-- START OF DATA --
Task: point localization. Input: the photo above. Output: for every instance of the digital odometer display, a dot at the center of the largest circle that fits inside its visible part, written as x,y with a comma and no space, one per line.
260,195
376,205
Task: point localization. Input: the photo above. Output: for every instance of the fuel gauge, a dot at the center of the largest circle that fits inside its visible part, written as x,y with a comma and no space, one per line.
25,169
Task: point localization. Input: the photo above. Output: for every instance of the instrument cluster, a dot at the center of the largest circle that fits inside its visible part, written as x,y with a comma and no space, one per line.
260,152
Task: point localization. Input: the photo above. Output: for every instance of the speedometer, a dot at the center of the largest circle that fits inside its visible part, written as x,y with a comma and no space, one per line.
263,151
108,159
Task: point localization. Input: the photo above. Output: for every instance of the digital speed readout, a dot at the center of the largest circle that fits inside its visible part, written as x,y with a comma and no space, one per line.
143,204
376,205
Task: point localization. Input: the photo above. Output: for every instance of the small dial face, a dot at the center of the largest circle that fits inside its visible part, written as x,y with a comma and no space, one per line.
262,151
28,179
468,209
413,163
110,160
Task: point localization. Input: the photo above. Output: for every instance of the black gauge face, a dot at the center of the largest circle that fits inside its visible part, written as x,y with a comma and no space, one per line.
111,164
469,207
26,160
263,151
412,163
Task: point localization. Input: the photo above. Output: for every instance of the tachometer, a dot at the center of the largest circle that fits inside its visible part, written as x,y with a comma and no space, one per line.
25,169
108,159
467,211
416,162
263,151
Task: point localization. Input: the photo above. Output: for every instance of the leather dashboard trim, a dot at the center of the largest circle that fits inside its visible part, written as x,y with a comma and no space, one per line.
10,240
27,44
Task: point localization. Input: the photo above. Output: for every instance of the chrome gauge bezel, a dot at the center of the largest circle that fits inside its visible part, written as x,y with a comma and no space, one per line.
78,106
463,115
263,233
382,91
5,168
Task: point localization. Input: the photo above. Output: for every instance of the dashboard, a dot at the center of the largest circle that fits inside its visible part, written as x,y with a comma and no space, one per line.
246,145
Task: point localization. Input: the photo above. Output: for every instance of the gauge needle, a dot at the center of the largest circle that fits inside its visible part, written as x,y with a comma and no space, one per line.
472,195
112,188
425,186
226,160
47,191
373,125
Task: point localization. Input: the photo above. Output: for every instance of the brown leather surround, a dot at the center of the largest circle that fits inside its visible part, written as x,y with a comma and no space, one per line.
-- END OF DATA --
Extract each of the records above verbatim, keeping their original order and putting each one on its own line.

**EXERCISE RESULT:**
Task: point localization. Input: the photo above. Output: for every instance of the digital odometer display, a dot at the center of the largest circle that fits inside its visible part, written as x,y with a comma and no space, one per line.
260,195
376,205
Task: point localization. Input: the photo above. Output: for every instance of the fuel gauge, a dot at the center of the largest circle that fits inside its visible part, written as x,y with a comma and no space, one per line.
25,169
Task: point localization. Input: the photo above. Output: for every instance of the instrument cluster, a dot at the center of the largest circle that fits inside its visible part, written as x,y with a comma and no space, one per line.
260,152
Task: point localization. Input: the photo above. Output: for every instance of the speedometer, a dot at the center of the largest circle that fits inside its visible part, written as x,y with a comma and no space, one per line.
263,151
108,159
Task: point localization. Input: the photo above. Output: for every instance of the digital speed readout, a dot at the center of the largest circle that fits inside its visible part, written as x,y with a comma and no space, one per line.
143,204
376,205
Task: point localization. Input: the photo above. Output: for every instance of the small dial face, a dot at the center of the largest circle that fits inside its visible part, written as x,y with a comma and no space, one per line.
262,151
28,179
468,209
413,163
110,160
Task: point localization. Input: the photo above. Output: for every instance of the black gauge face, a dot at the center of the largest circle that fits inside its visible part, written as x,y with a comma and no space, one per line.
111,164
469,207
26,160
263,151
412,163
Task: point localization. Input: the photo above. Output: for every instance of the tachometer, a dot at the center of the largest circle that fits inside its visible part, written as x,y with a comma and no space, one per line.
25,169
108,159
467,211
416,162
263,151
Task: point localization. Input: the photo above. Output: for every instance of the leather dashboard trim, a dot at the center of the largest circle that fits inside its visible part, written as x,y with a comma and no space, one per line.
10,240
27,44
Task: point localization. Input: the photo above. Output: for every instance of the chrome gauge bezel, a dot at the center of the largest circle that fits inside its visible part, written as x,y with a comma and no space, one per line.
78,106
463,115
263,233
382,91
5,168
Task: point localization. Input: the photo above. Output: for every instance of the dashboard, a dot at the center of the largest circle that fits inside its visible part, written as x,y with a comma and no space, one per line.
246,145
Task: point localization. Input: the photo above. Output: for every instance of the gauge needle, a dot at the center of the largest circle that fits inside its visible part, written as x,y with a comma and no space, one per line.
472,195
112,188
425,186
226,160
47,191
373,125
Task: point localization. Input: the photo above. Output: for every instance of the brown leather surround, a dot at the center of the largest circle that fits inside its visible part, written as x,y with a comma and no space, one per line.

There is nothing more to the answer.